• **Aim of the task**:
Please pick out every line in the entries below that contains the word "glow" and copy each of those lines.

• **Data for this exercise**:
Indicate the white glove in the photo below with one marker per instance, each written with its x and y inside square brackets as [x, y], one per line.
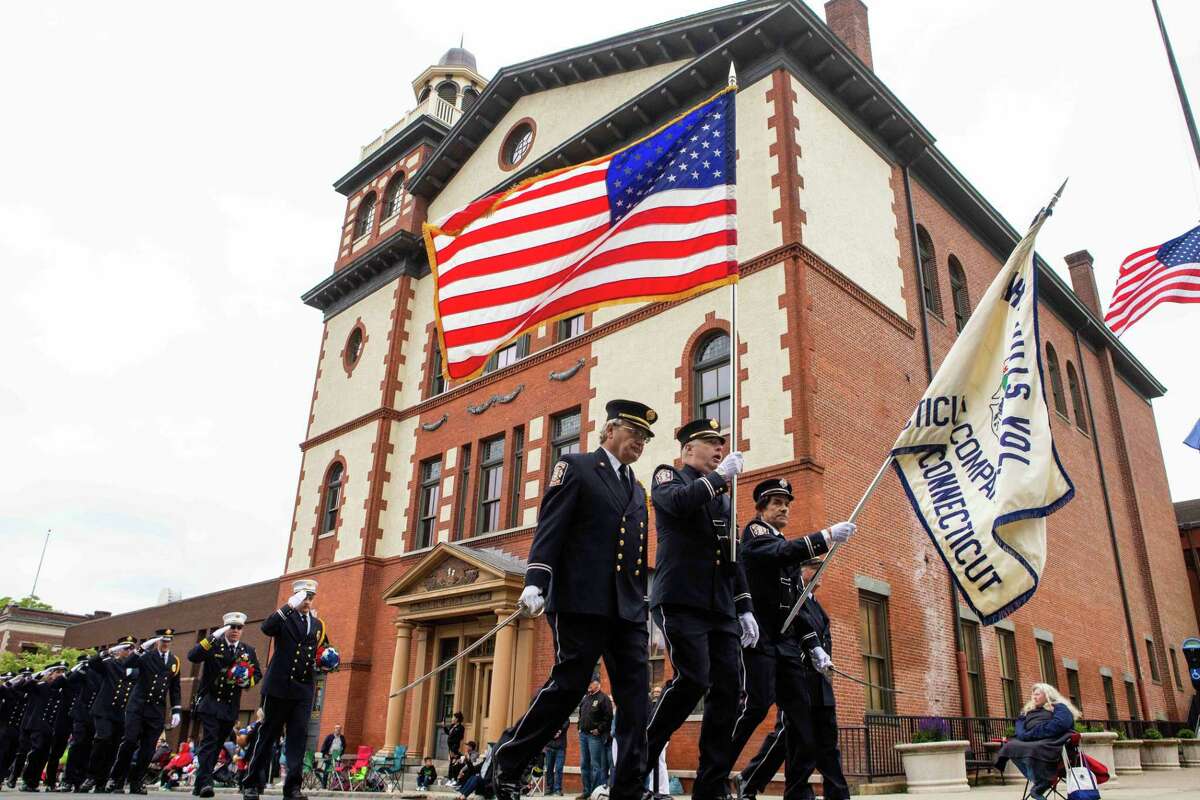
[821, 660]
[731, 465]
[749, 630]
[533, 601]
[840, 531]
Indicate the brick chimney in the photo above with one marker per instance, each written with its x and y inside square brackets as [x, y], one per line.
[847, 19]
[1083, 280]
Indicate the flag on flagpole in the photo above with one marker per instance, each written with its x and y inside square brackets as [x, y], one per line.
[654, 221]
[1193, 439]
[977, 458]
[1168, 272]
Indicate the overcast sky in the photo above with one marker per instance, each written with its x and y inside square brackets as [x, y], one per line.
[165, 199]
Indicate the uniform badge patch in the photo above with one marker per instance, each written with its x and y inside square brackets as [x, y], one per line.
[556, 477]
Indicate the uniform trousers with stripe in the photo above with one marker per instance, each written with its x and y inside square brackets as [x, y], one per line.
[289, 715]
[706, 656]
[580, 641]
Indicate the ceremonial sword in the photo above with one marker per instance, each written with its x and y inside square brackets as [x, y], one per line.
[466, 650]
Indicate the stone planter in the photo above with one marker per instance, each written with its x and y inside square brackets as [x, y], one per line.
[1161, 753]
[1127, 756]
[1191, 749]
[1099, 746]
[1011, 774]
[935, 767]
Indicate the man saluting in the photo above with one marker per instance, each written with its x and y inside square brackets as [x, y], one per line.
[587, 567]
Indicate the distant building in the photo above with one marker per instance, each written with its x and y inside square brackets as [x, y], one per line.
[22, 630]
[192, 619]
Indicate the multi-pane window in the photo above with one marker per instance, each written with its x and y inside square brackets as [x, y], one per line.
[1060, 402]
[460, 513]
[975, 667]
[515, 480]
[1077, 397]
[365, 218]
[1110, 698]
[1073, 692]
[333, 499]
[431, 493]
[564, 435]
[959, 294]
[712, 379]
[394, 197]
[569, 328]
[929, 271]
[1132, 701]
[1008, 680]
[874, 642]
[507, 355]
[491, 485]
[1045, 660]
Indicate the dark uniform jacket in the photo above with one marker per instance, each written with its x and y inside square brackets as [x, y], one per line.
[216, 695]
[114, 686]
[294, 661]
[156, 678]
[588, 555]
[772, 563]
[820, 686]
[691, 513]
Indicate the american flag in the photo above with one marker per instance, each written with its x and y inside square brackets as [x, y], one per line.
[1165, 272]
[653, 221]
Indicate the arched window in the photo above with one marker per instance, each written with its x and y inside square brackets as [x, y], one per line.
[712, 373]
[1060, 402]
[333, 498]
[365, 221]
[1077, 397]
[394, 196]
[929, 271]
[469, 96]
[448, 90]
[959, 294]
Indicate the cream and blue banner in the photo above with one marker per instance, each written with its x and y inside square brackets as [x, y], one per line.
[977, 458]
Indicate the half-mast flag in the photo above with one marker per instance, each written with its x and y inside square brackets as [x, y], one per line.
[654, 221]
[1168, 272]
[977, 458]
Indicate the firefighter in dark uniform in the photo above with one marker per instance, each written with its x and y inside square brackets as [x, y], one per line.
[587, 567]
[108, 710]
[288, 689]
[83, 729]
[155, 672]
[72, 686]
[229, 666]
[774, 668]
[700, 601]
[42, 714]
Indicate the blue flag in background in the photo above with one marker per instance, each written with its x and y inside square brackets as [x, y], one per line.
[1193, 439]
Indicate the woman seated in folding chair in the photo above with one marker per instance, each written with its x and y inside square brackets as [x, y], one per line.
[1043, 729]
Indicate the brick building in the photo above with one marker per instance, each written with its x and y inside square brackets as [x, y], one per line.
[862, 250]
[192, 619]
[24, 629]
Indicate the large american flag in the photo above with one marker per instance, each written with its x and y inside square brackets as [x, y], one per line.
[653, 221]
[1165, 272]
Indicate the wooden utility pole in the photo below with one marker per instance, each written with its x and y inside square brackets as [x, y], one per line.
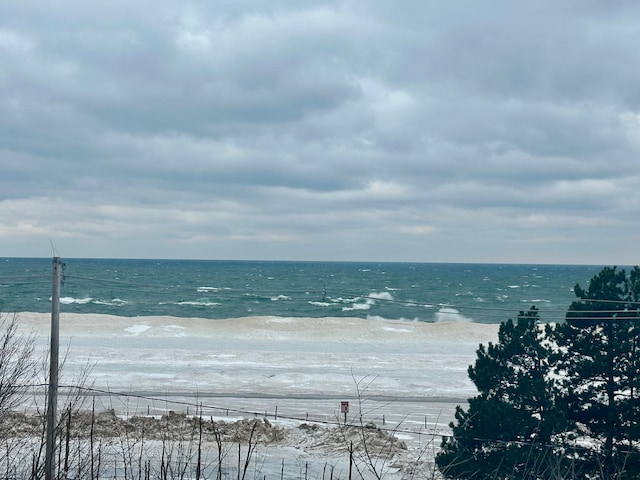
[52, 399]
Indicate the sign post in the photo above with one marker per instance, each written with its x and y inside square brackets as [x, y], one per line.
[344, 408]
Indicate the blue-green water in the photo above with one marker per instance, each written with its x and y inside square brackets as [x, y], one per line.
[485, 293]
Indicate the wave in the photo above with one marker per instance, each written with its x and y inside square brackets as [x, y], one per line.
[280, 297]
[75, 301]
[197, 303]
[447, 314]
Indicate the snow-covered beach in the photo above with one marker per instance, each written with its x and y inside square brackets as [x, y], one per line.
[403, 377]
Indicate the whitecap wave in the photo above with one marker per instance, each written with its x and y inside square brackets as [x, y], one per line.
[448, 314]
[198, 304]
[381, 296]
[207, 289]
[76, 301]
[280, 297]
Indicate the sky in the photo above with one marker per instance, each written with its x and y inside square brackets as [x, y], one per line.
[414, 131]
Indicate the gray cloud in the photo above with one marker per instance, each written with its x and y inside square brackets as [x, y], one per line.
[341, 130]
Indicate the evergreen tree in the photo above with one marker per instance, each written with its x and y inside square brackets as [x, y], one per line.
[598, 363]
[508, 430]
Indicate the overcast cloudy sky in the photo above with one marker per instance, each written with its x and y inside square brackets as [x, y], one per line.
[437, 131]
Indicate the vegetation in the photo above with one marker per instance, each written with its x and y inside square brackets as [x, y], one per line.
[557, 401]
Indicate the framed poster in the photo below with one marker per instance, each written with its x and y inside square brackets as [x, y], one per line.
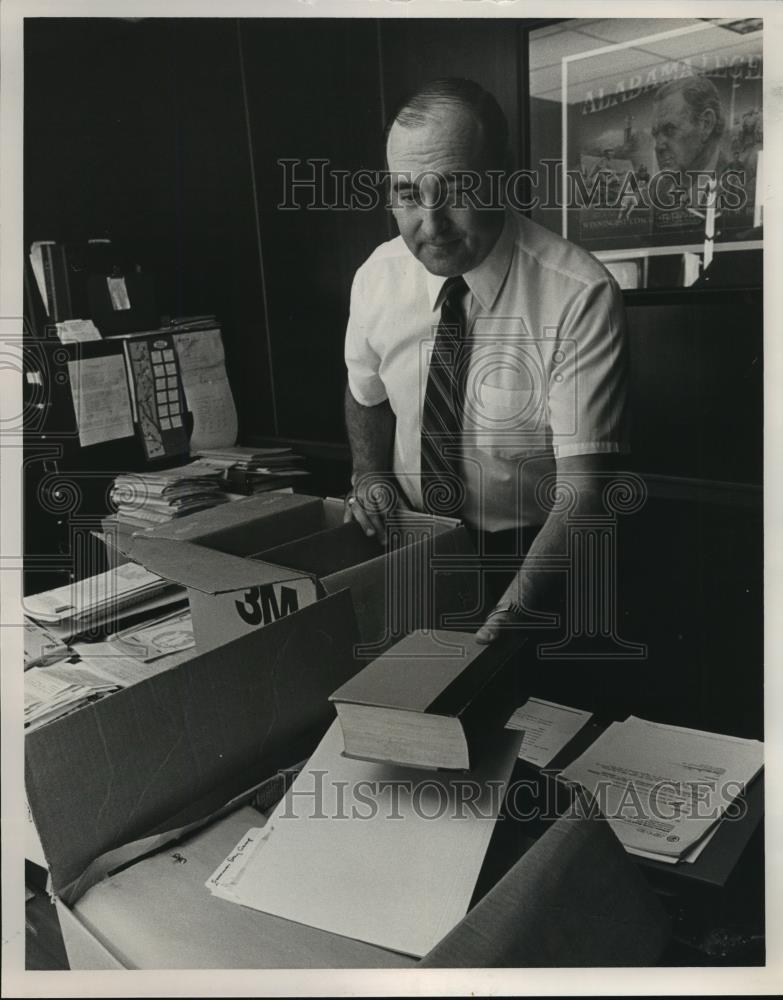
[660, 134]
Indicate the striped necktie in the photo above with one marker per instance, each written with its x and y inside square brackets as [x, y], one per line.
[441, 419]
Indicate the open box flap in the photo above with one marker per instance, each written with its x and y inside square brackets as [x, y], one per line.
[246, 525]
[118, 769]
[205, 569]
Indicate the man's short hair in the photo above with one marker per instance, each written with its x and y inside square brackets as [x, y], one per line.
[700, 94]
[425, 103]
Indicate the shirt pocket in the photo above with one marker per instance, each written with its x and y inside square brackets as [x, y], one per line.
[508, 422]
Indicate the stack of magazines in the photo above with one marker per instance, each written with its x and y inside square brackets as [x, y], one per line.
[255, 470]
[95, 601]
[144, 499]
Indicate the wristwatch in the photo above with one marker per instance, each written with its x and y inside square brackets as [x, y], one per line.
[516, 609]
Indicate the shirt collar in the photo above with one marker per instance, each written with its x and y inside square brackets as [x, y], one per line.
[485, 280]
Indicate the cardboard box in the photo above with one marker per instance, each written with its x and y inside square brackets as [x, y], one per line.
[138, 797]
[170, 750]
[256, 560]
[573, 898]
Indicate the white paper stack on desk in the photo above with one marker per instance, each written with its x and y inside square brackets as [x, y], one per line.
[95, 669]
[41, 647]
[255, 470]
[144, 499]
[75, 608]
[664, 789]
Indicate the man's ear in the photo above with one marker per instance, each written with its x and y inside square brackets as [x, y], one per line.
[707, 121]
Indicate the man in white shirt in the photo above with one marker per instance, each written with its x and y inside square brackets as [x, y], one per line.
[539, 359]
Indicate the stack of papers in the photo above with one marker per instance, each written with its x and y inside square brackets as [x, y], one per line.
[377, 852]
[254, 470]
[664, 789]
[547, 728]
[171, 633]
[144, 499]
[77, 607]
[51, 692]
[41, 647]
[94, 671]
--
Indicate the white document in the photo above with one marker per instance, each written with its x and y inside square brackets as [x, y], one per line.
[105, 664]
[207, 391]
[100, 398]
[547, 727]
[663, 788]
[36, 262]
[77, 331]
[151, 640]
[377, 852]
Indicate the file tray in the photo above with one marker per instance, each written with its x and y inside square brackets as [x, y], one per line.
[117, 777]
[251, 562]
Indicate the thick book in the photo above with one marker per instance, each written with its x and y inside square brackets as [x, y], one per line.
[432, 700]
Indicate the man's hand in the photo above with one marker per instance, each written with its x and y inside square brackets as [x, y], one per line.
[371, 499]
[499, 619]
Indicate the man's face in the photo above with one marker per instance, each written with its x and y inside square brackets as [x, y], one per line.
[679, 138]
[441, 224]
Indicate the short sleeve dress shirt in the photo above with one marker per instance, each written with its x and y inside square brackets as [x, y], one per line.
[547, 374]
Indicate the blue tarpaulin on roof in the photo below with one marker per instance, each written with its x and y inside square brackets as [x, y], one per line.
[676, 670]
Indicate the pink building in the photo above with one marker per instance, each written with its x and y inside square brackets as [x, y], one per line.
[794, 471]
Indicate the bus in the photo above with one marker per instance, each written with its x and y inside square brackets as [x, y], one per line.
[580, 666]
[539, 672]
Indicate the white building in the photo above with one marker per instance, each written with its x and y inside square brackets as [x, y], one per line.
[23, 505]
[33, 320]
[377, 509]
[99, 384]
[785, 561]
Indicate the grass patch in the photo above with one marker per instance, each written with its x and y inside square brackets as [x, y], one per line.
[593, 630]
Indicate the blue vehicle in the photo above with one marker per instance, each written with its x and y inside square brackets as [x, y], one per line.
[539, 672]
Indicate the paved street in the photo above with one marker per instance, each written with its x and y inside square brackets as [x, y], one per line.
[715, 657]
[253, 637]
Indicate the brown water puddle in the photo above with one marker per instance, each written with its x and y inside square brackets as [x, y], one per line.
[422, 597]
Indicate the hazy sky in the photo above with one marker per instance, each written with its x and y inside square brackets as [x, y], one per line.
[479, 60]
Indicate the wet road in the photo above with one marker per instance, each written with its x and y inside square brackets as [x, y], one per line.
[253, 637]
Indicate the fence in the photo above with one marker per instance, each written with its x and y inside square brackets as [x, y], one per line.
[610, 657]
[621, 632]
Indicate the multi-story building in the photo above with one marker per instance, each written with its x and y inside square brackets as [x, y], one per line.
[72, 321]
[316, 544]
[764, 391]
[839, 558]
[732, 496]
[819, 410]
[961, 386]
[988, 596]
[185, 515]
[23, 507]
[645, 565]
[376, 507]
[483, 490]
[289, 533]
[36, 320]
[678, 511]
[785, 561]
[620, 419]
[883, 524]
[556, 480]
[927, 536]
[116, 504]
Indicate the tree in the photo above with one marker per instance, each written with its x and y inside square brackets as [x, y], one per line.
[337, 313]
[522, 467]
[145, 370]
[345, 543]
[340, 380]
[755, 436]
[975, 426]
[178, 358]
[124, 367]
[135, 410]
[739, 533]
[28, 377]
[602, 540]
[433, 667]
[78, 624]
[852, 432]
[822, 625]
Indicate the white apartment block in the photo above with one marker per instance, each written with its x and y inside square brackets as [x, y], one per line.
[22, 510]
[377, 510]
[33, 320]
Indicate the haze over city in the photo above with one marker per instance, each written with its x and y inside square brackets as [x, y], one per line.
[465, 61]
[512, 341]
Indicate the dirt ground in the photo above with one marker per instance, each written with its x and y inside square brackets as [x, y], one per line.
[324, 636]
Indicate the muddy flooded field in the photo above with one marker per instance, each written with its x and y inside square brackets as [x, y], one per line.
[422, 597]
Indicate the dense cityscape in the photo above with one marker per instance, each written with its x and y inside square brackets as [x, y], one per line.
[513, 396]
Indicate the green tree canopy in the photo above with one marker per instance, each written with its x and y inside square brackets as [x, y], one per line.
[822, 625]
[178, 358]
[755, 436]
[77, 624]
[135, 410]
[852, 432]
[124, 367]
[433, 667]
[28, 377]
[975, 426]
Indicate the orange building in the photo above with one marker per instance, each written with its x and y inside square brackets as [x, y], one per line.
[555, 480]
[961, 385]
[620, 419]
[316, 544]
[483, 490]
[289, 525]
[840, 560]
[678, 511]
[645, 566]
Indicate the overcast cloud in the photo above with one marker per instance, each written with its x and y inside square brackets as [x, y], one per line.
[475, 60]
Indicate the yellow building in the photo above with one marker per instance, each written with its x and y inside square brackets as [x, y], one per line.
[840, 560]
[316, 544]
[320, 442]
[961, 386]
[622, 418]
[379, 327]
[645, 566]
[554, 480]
--
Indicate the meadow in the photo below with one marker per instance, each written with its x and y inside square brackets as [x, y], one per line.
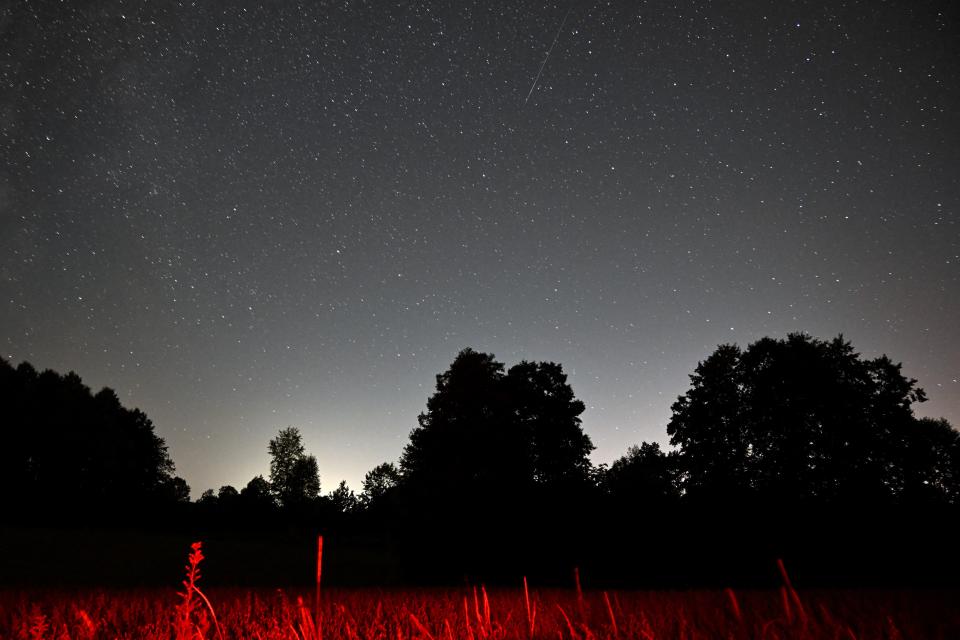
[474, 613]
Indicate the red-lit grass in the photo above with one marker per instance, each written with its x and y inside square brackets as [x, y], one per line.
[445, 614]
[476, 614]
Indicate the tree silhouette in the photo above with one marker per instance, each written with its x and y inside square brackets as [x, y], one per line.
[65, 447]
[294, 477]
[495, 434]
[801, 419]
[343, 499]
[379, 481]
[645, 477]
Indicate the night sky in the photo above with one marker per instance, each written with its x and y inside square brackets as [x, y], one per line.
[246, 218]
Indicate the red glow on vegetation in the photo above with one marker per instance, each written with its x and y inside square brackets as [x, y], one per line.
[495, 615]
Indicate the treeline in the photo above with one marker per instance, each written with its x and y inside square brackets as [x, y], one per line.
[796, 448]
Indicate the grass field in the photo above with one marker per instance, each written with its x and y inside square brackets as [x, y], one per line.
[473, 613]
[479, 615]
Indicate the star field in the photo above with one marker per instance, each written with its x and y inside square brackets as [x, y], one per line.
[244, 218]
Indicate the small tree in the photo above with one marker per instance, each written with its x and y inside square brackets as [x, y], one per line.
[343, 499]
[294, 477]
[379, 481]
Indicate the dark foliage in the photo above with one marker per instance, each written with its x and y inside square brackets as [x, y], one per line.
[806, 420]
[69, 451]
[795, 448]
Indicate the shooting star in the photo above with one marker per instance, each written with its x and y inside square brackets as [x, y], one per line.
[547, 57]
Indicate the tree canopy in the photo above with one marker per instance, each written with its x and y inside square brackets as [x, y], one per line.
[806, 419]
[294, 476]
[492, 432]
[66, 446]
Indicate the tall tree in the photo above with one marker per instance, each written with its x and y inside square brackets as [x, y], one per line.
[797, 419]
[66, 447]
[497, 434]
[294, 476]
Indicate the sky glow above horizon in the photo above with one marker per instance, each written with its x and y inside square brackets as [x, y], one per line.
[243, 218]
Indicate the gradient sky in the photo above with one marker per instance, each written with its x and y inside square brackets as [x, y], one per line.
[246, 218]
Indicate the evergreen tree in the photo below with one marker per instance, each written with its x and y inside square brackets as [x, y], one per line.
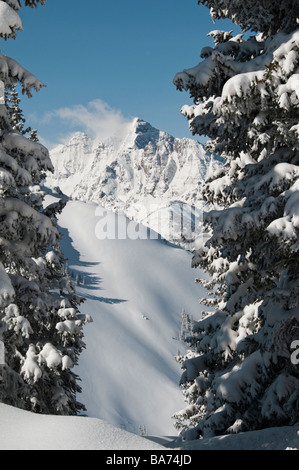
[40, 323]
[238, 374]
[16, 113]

• **Answer**:
Indicate the red glow on vegetation in the photo above with one marker per instance, each written with its x and y inside square brackets as [x, y], one per line.
Indicate the sky glow above horizon in the photo above with one marker per instance, each written with its x and y inside square brackets as [x, y], one per line.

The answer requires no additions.